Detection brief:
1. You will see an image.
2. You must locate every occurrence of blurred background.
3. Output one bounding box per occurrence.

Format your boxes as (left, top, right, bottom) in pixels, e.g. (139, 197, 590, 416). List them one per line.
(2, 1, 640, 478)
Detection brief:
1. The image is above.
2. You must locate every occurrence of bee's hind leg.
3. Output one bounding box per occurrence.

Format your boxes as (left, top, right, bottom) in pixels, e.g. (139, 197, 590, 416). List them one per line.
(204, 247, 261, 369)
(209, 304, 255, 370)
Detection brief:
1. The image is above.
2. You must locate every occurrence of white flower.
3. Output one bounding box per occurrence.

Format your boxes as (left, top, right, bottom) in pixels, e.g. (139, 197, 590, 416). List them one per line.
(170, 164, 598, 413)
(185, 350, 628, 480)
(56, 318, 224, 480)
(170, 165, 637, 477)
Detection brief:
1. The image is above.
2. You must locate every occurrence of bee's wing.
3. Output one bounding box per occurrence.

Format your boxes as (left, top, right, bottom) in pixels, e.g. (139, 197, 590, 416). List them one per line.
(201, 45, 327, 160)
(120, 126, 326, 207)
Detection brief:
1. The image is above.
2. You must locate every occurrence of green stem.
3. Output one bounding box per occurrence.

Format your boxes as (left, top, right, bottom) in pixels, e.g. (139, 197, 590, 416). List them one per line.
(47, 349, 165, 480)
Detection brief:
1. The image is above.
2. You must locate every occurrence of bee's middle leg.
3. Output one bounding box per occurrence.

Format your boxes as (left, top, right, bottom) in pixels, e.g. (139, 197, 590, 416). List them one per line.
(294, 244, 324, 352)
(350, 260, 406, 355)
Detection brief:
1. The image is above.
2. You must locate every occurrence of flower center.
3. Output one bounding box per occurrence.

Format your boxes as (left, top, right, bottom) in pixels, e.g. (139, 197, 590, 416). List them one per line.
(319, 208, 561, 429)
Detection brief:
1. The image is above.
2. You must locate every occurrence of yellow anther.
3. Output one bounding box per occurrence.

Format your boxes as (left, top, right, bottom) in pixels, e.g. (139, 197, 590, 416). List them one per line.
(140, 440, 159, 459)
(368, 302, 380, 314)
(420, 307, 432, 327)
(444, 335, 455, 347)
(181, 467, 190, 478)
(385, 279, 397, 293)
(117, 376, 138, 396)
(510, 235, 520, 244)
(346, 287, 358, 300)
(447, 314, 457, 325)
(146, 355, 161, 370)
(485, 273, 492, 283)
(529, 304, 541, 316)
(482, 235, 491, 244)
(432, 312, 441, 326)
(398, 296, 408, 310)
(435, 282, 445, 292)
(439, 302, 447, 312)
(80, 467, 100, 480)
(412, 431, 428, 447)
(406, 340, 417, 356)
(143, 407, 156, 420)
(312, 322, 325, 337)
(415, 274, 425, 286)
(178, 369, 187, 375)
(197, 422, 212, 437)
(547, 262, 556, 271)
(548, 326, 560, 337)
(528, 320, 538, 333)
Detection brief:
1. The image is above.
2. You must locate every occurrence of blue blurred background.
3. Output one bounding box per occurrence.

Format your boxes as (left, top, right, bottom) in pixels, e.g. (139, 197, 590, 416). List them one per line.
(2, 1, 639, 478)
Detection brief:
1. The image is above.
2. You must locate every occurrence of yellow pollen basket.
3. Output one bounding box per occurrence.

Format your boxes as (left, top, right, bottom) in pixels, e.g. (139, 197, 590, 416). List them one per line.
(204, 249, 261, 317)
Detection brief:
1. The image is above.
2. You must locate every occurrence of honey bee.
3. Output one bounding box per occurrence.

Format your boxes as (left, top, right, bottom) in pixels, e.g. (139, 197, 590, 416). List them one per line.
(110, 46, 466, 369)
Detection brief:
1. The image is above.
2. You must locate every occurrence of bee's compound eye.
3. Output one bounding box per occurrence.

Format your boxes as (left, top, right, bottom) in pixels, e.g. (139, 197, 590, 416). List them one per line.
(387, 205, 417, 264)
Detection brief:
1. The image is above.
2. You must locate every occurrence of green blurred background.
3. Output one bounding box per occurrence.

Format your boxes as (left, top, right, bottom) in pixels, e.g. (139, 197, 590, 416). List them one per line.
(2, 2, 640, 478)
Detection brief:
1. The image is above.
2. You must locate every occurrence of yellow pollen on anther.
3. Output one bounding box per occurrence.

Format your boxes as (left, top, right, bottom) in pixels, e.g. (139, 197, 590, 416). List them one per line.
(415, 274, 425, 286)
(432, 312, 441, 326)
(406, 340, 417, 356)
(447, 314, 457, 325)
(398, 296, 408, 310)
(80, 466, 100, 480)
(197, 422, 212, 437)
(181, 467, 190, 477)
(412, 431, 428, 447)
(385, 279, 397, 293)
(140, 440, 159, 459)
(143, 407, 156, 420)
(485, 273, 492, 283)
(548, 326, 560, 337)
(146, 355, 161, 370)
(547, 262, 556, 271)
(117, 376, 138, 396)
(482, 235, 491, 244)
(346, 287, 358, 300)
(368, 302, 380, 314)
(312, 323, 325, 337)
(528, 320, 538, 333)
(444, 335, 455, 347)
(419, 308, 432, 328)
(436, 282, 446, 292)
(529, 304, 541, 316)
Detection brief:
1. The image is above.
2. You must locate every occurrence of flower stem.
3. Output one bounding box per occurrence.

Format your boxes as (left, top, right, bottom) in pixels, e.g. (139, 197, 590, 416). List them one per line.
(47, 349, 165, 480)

=== ASSIGNMENT ===
Please show the lines in the entries above that hold the string "stem".

=== YOUR RESPONSE ===
2. You must locate every occurrence of green stem.
2. You must locate every occurrence of flower stem.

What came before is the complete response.